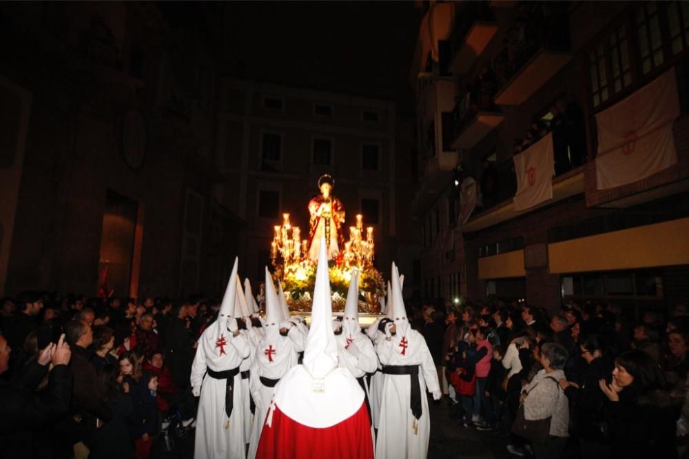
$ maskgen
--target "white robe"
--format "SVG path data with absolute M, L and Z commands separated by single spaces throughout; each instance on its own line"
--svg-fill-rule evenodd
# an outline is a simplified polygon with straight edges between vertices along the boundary
M 376 340 L 373 342 L 377 343 L 380 339 L 385 339 L 385 335 L 381 332 L 377 332 Z M 370 335 L 369 335 L 370 336 Z M 376 371 L 371 378 L 371 385 L 369 387 L 369 402 L 371 404 L 371 417 L 375 429 L 378 428 L 380 420 L 380 401 L 382 398 L 383 393 L 383 379 L 382 365 L 378 361 Z
M 243 330 L 242 334 L 247 338 L 249 352 L 249 356 L 243 360 L 242 364 L 239 366 L 240 372 L 250 371 L 254 367 L 254 363 L 256 361 L 256 345 L 259 340 L 258 336 L 252 330 Z M 254 415 L 251 414 L 251 389 L 249 387 L 248 378 L 242 380 L 242 390 L 244 391 L 244 397 L 242 400 L 242 409 L 244 411 L 244 441 L 248 443 L 251 439 L 251 425 L 254 422 Z
M 217 346 L 220 334 L 226 344 L 221 354 Z M 200 387 L 198 412 L 196 414 L 194 459 L 209 458 L 245 457 L 244 437 L 244 390 L 242 377 L 238 373 L 234 376 L 232 413 L 229 417 L 225 410 L 227 391 L 225 380 L 215 379 L 206 374 L 208 368 L 215 371 L 224 371 L 236 368 L 243 358 L 248 356 L 249 343 L 241 334 L 232 336 L 232 332 L 218 332 L 217 324 L 212 324 L 201 335 L 196 348 L 196 355 L 192 365 L 191 383 L 194 391 Z
M 407 347 L 404 355 L 398 332 L 388 341 L 383 338 L 376 345 L 378 358 L 384 365 L 420 365 L 419 385 L 421 389 L 422 415 L 415 433 L 414 415 L 410 408 L 411 383 L 409 375 L 385 374 L 383 377 L 378 436 L 376 442 L 376 459 L 409 459 L 426 458 L 431 431 L 426 388 L 429 391 L 440 390 L 438 372 L 426 340 L 418 332 L 407 332 Z
M 248 459 L 256 457 L 260 440 L 261 431 L 265 422 L 265 416 L 270 407 L 270 400 L 273 398 L 274 387 L 267 387 L 260 382 L 260 377 L 269 379 L 280 379 L 290 368 L 297 365 L 298 353 L 304 350 L 304 336 L 293 327 L 287 336 L 282 336 L 266 331 L 266 337 L 258 343 L 256 350 L 256 362 L 251 369 L 249 378 L 249 387 L 256 411 L 254 414 L 254 425 L 251 426 L 251 436 L 249 445 Z M 270 358 L 266 354 L 269 346 L 272 346 L 274 353 L 271 353 Z M 272 362 L 271 362 L 271 359 Z

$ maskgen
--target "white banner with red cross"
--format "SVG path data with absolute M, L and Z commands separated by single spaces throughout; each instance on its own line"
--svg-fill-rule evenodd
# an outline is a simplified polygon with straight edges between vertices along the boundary
M 679 114 L 674 68 L 596 114 L 596 188 L 632 183 L 676 163 L 672 122 Z
M 514 157 L 517 174 L 515 210 L 524 210 L 553 198 L 553 134 Z

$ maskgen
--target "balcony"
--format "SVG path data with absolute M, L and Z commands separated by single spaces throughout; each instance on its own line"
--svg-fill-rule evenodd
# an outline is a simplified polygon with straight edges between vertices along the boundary
M 545 16 L 538 4 L 528 8 L 528 19 L 513 28 L 493 61 L 497 105 L 521 105 L 572 59 L 566 10 L 558 4 Z
M 507 163 L 512 163 L 510 160 Z M 504 163 L 503 165 L 505 164 Z M 484 208 L 485 210 L 471 217 L 462 227 L 464 232 L 471 232 L 484 229 L 489 227 L 502 222 L 512 220 L 521 215 L 532 212 L 546 205 L 550 205 L 570 196 L 579 194 L 584 192 L 584 167 L 582 166 L 569 171 L 566 174 L 555 177 L 553 179 L 553 198 L 546 201 L 535 207 L 524 210 L 515 211 L 514 202 L 512 198 L 516 191 L 516 178 L 514 178 L 515 186 L 513 190 L 510 187 L 505 187 L 504 191 L 498 189 L 498 192 L 491 202 L 486 202 L 484 200 Z M 492 207 L 489 207 L 492 205 Z
M 453 148 L 472 148 L 495 129 L 504 116 L 493 103 L 489 91 L 468 91 L 455 105 Z
M 449 70 L 466 73 L 497 32 L 495 16 L 487 2 L 469 1 L 457 12 L 450 36 L 452 60 Z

WHAT YOU ARE ASKED TO DO ▸ Copy all of the records above line for line, without a single change, and omit the pictures.

SOLUTION FOR THIS TASK ▸
$ maskgen
--target "white robe"
--format "SVG path data with absolute M, L and Z commands separated by single spaces throughout; each instance on its own line"
--svg-fill-rule evenodd
# an outline is a simplified polygon with straight edges between vertices along the boundary
M 376 340 L 373 342 L 377 343 L 380 339 L 385 339 L 385 335 L 381 332 L 377 332 Z M 370 335 L 369 335 L 370 336 Z M 376 371 L 371 378 L 371 385 L 369 387 L 369 402 L 371 404 L 371 417 L 375 429 L 378 428 L 380 420 L 380 401 L 382 398 L 383 393 L 383 379 L 382 365 L 378 361 Z
M 243 330 L 242 334 L 247 338 L 249 352 L 249 356 L 243 360 L 242 364 L 239 366 L 240 372 L 250 371 L 254 367 L 254 363 L 256 361 L 256 345 L 259 340 L 258 336 L 252 330 Z M 254 415 L 251 414 L 251 389 L 249 387 L 248 378 L 242 380 L 242 390 L 244 391 L 244 397 L 242 400 L 242 409 L 244 411 L 244 441 L 248 443 L 251 439 L 251 425 L 254 422 Z
M 217 346 L 220 334 L 226 344 L 221 354 Z M 200 387 L 198 412 L 196 414 L 194 459 L 209 458 L 245 457 L 244 437 L 244 390 L 242 377 L 238 373 L 234 376 L 232 413 L 229 417 L 225 410 L 227 391 L 225 380 L 215 379 L 206 374 L 208 368 L 215 371 L 224 371 L 236 368 L 243 358 L 248 356 L 249 343 L 241 334 L 232 336 L 232 332 L 218 332 L 217 324 L 212 324 L 201 335 L 196 348 L 196 355 L 192 365 L 191 383 L 194 391 Z
M 407 347 L 404 355 L 398 332 L 388 341 L 383 338 L 376 345 L 378 358 L 384 365 L 420 365 L 419 385 L 421 389 L 422 415 L 415 433 L 414 415 L 410 408 L 411 383 L 409 375 L 385 374 L 383 377 L 378 436 L 376 442 L 376 459 L 409 459 L 426 458 L 431 431 L 426 388 L 429 391 L 440 390 L 438 372 L 426 340 L 418 332 L 407 332 Z
M 248 459 L 256 457 L 260 440 L 261 431 L 265 422 L 265 416 L 270 407 L 270 400 L 273 398 L 274 387 L 267 387 L 260 382 L 260 377 L 269 379 L 280 379 L 290 368 L 297 365 L 298 353 L 304 350 L 304 336 L 293 327 L 287 336 L 282 336 L 266 331 L 266 337 L 258 343 L 256 350 L 256 362 L 251 369 L 249 378 L 249 387 L 256 411 L 254 414 L 254 425 L 251 426 L 251 436 L 249 445 Z M 270 358 L 266 354 L 269 346 L 272 346 L 274 353 L 271 353 Z M 272 362 L 271 362 L 271 359 Z

$ maskgen
--target "white banner with red cross"
--format "SVG path data with absolute M, L and Z commands separated by single spaces throughout; each instance on its own line"
--svg-fill-rule evenodd
# an outline is a simplified polygon with straight edges between vertices along the boundary
M 679 114 L 674 68 L 596 114 L 596 188 L 632 183 L 676 163 L 672 122 Z
M 514 157 L 517 174 L 515 210 L 524 210 L 553 198 L 553 134 Z

$ maskgen
--target "balcony"
--format "SVG path data with absolute M, L and Z commands separated by single spaces throughout; each instance on its own line"
--svg-fill-rule evenodd
# an outline is a simplified polygon with straight edges between vertices along the boundary
M 545 16 L 538 4 L 528 8 L 528 19 L 513 28 L 493 61 L 497 105 L 521 105 L 572 59 L 566 10 L 558 4 Z
M 507 163 L 512 163 L 510 160 Z M 504 163 L 503 165 L 505 164 Z M 484 208 L 485 210 L 471 217 L 462 227 L 464 232 L 471 232 L 484 229 L 489 227 L 502 222 L 512 220 L 521 215 L 532 212 L 546 205 L 550 205 L 570 196 L 579 194 L 584 192 L 584 167 L 582 166 L 569 171 L 566 174 L 555 177 L 553 179 L 553 198 L 546 201 L 535 207 L 524 210 L 515 211 L 514 202 L 512 198 L 516 191 L 516 178 L 514 178 L 515 186 L 513 190 L 510 187 L 505 187 L 504 191 L 498 189 L 498 192 L 491 202 L 486 202 L 484 200 Z M 492 207 L 489 207 L 492 205 Z
M 453 148 L 472 148 L 495 129 L 504 116 L 493 103 L 489 91 L 468 91 L 455 105 Z
M 449 70 L 466 73 L 497 32 L 495 16 L 487 2 L 469 1 L 457 12 L 450 36 L 452 60 Z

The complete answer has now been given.